§ Aufgaben
A. Ändere im Text zum Cannabiskonsum den Abschnitt von „In einem solchen“ bis „verspürt haben muss.“, indem du „Haschisch“ durch „Marihuana“ ersetzt, und gib ihn so wieder.
B. Welcher analytische Grenzwert für THC wird im Text zum Cannabiskonsum genannt?
C. Schreibe den Text zum Cannabiskonsum im Anschluss an seinen letzten Satz weiter.

§ Textauszug
====================

In einem solchen Fall bedarf es näherer Ausführungen dazu, aufgrund welcher Umstände sich der Betroffene hätte bewusst machen können, dass der Cannabiskonsum noch Auswirkungen haben konnte. Die Vorstellung des Betroffenen ist unter Würdigung sämtlicher zur Verfügung stehenden Beweismittel vom Tatgericht festzustellen. So kann beispielsweise unter Hinzuziehung eines Sachverständigen geprüft werden, ob angesichts der gemessenen Werte der Betroffene entweder zeitnäher zur Fahrt oder aber in weit größerer Menge als angegeben Haschisch genossen haben muss. Möglicherweise lässt sich mit Hilfe des Sachverständigen auch feststellen, ob der Betroffene angesichts der erheblichen Überschreitung des analytischen Grenzwertes von 1,0 ng/ml THC und anderer Messwerte die Wirkung des Rauschmittels bei Fahrantritt verspürt haben muss.

====================

[Einträge zur Ortsbestimmung]

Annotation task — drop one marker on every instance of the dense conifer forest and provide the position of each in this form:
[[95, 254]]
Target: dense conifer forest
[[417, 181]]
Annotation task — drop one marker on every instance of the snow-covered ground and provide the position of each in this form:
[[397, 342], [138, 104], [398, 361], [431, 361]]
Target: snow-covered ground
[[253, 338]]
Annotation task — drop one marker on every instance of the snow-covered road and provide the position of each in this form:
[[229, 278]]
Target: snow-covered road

====================

§ Lösungen
A.
In einem solchen Fall bedarf es näherer Ausführungen dazu, aufgrund welcher Umstände sich der Betroffene hätte bewusst machen können, dass der Cannabiskonsum noch Auswirkungen haben konnte. Die Vorstellung des Betroffenen ist unter Würdigung sämtlicher zur Verfügung stehenden Beweismittel vom Tatgericht festzustellen. So kann beispielsweise unter Hinzuziehung eines Sachverständigen geprüft werden, ob angesichts der gemessenen Werte der Betroffene entweder zeitnäher zur Fahrt oder aber in weit größerer Menge als angegeben Marihuana genossen haben muss. Möglicherweise lässt sich mit Hilfe des Sachverständigen auch feststellen, ob der Betroffene angesichts der erheblichen Überschreitung des analytischen Grenzwertes von 1,0 ng/ml THC und anderer Messwerte die Wirkung des Rauschmittels bei Fahrantritt verspürt haben muss.

B. Der analytische Grenzwert liegt bei 1,0 ng/ml THC.

C.
10

Aufgrund der genannten Rechtsfehler war das angefochtene Urteil aufzuheben und war die Sache an das Amtsgericht Goslar zurückzuverweisen,

11

Die Entscheidung über die Kosten der Rechtsbeschwerde war dem Amtsgericht vorzubehalten, da derzeit der endgültige Erfolg des Rechtsmittels noch nicht abzusehen ist.